Direction:
Lay out the records below as a Markdown table with the columns Row and Line. Start at the line that contains "Category: hand holding" and continue through the last line of the records, both ends included, giving each non-blank line its own row with its row number under Row and the line itself under Line.

Data provided:
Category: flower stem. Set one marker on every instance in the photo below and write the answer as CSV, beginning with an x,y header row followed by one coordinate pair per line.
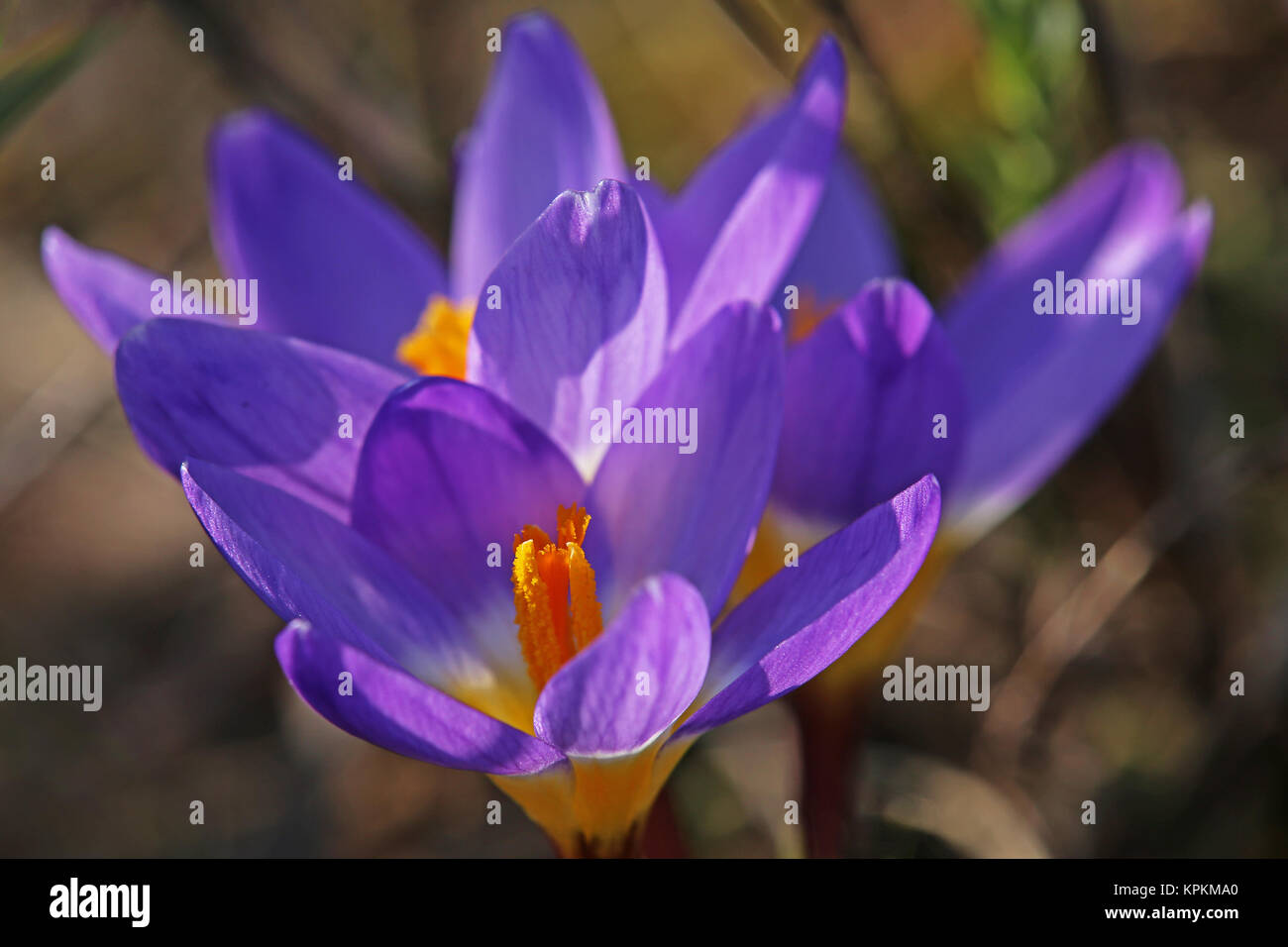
x,y
829,732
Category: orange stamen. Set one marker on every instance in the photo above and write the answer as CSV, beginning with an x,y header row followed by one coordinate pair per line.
x,y
806,317
554,594
437,344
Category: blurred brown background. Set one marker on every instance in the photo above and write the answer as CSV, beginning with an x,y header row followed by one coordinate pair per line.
x,y
1108,684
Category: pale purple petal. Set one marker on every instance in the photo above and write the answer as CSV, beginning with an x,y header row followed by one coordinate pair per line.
x,y
334,263
305,565
391,709
635,680
806,616
848,244
581,320
691,504
1019,440
739,222
283,411
542,129
1103,223
866,395
107,295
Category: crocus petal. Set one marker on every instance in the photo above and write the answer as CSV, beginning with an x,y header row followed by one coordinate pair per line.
x,y
635,680
692,508
334,263
449,474
862,398
106,294
739,221
1104,223
283,411
391,709
805,617
581,318
542,129
307,565
1019,440
849,241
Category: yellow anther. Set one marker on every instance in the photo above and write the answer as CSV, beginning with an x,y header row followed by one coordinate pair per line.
x,y
437,344
554,594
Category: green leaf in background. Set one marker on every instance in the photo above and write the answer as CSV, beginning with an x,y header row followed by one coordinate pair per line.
x,y
37,69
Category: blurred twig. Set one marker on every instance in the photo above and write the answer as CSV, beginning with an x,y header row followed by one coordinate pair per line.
x,y
1080,618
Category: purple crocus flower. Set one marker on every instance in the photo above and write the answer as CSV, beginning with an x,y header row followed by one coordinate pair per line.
x,y
476,579
1000,393
335,265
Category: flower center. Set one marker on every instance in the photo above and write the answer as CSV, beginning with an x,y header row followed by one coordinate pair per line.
x,y
437,344
554,594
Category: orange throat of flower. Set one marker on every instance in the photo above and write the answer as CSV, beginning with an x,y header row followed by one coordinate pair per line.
x,y
554,594
437,344
806,317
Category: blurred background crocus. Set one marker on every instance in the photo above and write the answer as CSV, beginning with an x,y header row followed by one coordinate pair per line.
x,y
992,401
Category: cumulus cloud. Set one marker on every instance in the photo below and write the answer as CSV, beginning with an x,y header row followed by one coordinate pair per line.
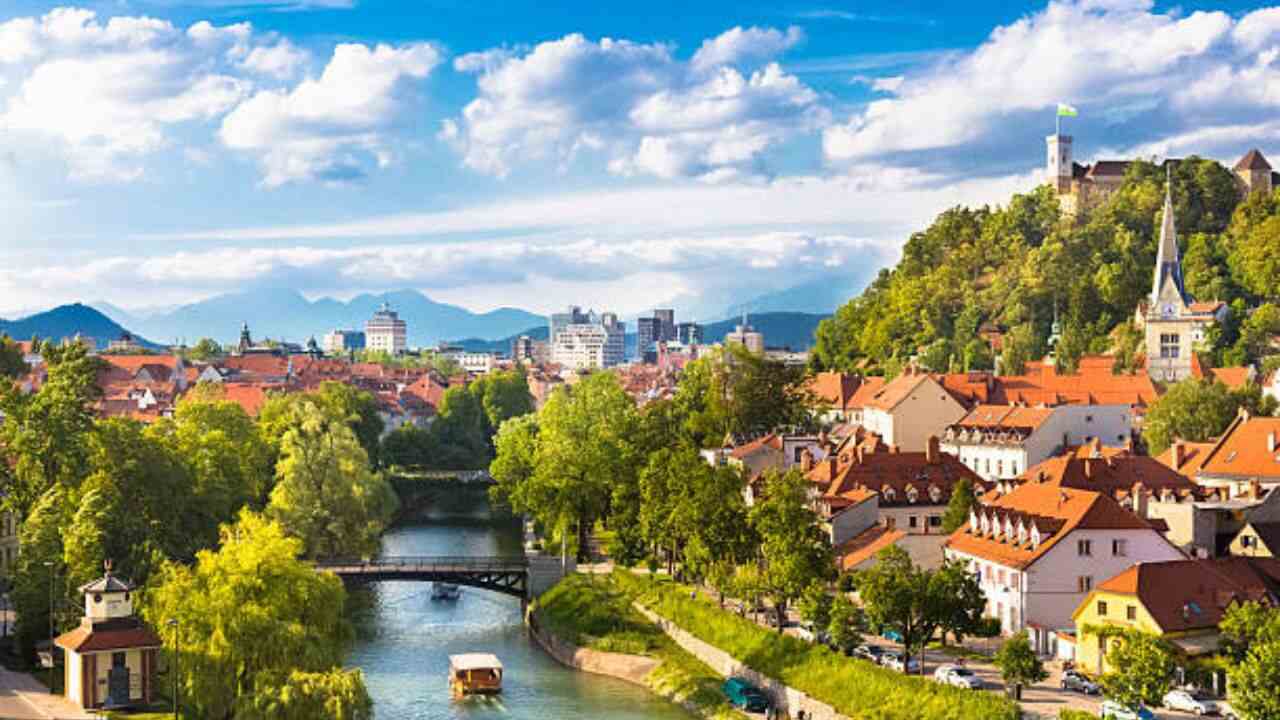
x,y
1136,74
330,127
635,104
108,92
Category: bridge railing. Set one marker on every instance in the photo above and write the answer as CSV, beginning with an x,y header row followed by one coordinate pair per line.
x,y
412,563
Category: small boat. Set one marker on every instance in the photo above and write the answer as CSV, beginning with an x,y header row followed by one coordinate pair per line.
x,y
475,673
446,591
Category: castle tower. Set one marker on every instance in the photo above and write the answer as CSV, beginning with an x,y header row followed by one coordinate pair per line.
x,y
1060,162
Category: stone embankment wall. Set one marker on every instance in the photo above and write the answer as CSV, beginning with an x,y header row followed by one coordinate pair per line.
x,y
631,668
787,698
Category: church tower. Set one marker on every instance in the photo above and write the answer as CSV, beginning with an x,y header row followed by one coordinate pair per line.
x,y
1060,162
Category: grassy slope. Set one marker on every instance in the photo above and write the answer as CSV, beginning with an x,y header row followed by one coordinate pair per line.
x,y
854,687
592,611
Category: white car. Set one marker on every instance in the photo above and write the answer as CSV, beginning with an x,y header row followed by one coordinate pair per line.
x,y
1189,701
958,677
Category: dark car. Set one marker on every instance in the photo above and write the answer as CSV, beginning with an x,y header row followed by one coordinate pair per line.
x,y
1078,682
745,696
872,652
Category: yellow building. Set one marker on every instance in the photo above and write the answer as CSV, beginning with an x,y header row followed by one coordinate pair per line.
x,y
1182,601
112,655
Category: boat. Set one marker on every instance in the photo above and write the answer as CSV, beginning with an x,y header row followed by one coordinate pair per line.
x,y
475,673
446,591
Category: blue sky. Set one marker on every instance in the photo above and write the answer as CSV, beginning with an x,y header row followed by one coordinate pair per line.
x,y
535,154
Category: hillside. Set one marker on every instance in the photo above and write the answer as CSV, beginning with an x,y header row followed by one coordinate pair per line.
x,y
286,314
67,320
1005,269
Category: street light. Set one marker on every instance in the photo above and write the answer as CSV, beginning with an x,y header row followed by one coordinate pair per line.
x,y
51,664
173,623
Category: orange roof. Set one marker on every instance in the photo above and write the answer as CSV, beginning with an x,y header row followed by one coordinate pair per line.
x,y
1193,455
1187,595
1248,449
1055,511
864,546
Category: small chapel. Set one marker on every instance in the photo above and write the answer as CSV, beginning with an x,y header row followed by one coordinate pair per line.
x,y
112,656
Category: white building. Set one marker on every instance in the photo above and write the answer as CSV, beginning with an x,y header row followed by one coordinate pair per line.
x,y
910,409
1040,550
589,341
1001,441
387,332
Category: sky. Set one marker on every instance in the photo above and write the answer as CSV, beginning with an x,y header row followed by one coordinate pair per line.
x,y
531,154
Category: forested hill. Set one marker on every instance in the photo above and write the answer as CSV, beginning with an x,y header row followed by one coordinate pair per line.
x,y
1006,267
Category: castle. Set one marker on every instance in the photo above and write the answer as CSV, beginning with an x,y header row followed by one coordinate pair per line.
x,y
1080,187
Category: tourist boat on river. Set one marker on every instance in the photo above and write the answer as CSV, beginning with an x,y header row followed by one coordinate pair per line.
x,y
475,673
446,591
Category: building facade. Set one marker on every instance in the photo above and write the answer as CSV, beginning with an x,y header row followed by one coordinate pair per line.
x,y
387,332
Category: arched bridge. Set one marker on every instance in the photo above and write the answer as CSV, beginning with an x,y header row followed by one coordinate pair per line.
x,y
508,575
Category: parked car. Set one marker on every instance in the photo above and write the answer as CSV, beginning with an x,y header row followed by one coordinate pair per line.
x,y
1112,710
894,661
745,696
1079,682
872,652
958,677
1191,701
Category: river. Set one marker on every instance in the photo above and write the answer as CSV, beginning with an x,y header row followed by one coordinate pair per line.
x,y
405,639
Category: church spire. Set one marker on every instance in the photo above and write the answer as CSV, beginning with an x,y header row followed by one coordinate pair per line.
x,y
1168,282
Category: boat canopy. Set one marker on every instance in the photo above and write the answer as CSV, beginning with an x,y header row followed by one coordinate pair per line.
x,y
475,661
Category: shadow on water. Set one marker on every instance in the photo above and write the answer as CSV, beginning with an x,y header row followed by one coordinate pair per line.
x,y
405,638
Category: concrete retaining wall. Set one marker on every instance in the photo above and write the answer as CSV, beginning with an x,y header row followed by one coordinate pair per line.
x,y
785,697
631,668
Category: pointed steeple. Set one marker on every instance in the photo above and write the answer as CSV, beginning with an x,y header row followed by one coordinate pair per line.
x,y
1168,283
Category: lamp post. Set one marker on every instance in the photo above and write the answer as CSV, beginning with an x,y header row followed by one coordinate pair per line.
x,y
177,638
51,664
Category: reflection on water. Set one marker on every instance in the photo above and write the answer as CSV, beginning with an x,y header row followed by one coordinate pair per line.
x,y
405,638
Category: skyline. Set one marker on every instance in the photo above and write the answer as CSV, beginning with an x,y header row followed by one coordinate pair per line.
x,y
534,158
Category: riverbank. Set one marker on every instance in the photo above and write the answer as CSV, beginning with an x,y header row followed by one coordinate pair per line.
x,y
588,623
798,670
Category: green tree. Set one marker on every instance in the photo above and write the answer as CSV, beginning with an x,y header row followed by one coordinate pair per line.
x,y
794,550
1142,668
1018,661
337,695
325,492
963,501
251,614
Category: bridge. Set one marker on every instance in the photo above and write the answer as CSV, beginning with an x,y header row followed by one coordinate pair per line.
x,y
515,575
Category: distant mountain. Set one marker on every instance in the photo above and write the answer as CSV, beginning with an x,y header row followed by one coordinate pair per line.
x,y
821,295
286,314
68,320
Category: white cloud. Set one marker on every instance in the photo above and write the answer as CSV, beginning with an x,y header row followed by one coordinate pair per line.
x,y
106,94
1133,72
332,127
635,104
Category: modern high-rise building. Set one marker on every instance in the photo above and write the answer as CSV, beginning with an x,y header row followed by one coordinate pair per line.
x,y
586,340
385,331
343,341
746,336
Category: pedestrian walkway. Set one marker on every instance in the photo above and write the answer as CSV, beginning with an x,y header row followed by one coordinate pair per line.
x,y
22,697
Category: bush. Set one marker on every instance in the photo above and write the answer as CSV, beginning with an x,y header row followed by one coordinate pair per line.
x,y
853,686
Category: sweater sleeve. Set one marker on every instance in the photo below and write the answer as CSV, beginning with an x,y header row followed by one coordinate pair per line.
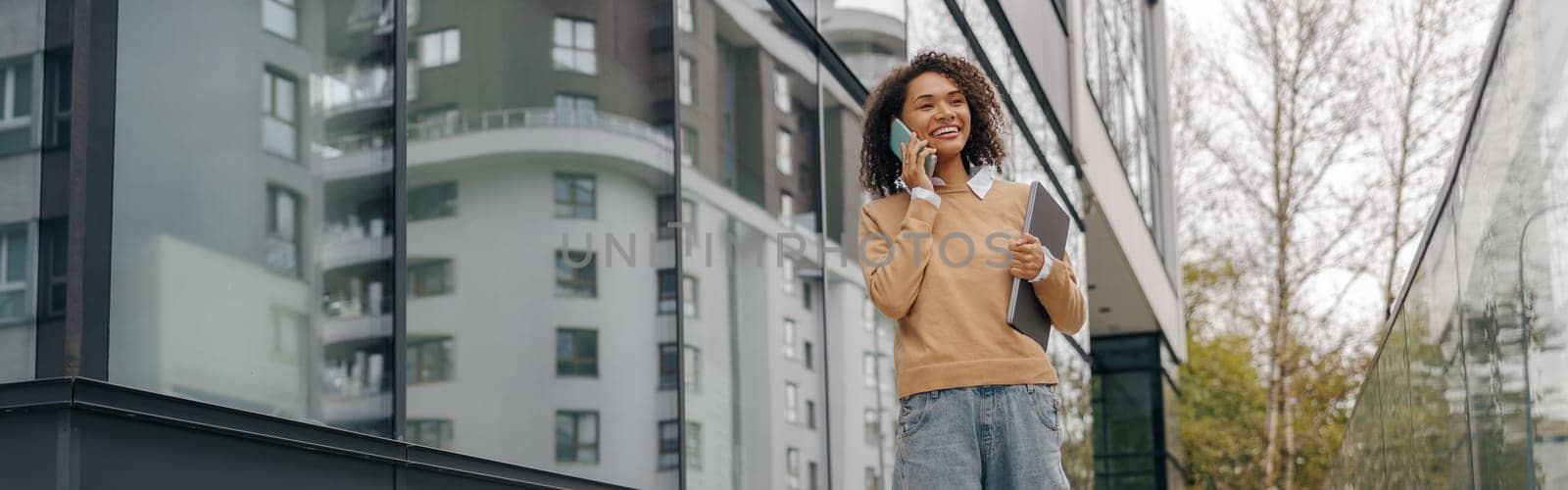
x,y
894,263
1062,297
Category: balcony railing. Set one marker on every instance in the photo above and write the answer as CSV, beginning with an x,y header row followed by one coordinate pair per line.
x,y
509,118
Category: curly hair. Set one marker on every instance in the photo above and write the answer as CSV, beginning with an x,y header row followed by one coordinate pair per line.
x,y
880,169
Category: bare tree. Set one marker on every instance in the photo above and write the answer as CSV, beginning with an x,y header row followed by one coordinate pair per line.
x,y
1293,101
1432,55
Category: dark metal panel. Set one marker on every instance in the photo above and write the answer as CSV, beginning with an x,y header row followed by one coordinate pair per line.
x,y
82,346
120,453
433,461
400,220
1011,107
98,396
28,448
35,395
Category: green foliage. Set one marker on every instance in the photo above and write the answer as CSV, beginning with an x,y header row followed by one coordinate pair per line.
x,y
1222,415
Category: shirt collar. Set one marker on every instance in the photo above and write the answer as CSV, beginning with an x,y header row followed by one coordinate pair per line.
x,y
979,181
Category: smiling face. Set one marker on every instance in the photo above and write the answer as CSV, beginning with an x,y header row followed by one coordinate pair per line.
x,y
937,110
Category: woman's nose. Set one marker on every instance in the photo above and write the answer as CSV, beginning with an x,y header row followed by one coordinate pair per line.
x,y
945,114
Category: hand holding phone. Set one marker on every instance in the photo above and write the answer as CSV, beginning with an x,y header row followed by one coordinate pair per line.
x,y
911,150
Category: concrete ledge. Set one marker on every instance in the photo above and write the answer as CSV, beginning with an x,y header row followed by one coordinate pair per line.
x,y
88,434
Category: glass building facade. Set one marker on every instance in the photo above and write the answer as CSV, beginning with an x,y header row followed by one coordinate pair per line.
x,y
1468,385
609,242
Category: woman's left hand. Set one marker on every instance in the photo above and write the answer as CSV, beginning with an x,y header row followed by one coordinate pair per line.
x,y
1027,257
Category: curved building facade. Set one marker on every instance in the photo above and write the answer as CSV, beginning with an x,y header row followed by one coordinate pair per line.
x,y
436,244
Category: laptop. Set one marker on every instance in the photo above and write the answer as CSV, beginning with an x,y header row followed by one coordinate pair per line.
x,y
1050,221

Reply to the task:
| Row | Line |
|---|---|
| 1 | Category: hand holding phone. Set one marker on every instance in the photo above and write the answer as CSV, beginning with an x,y header row followed by one coordinate pair per line. |
| 2 | x,y |
| 3 | 911,150 |
| 4 | Category: concrete ledge. Set one marker on every instance in the photo above and write the answer as CSV, beginning with an x,y header row followed by one coordinate pair per line. |
| 5 | x,y |
| 6 | 88,434 |
| 7 | Category: glass building facade. Set one marker on every instance in the photo above and write the answer as CSV, beginning with an x,y header row followed by one coordinate pair per line. |
| 8 | x,y |
| 9 | 1468,385 |
| 10 | 609,242 |
| 11 | Category: woman's left hand. Set one marker on every instance in the photo above and write the answer as CSV, beginning with an x,y header row followed by one coordinate pair per line. |
| 12 | x,y |
| 13 | 1027,257 |
| 14 | Category: curved building facade. Set one marker on every instance in the photo above and write the answer as CSV, beginning with an x,y header row followed by one coordinate pair per line. |
| 15 | x,y |
| 16 | 436,244 |
| 17 | Category: laptop. Set one marker on every instance in the photo above and write the answer as CSV, beginning with an x,y header row followed by one coordinate pair per line. |
| 18 | x,y |
| 19 | 1050,221 |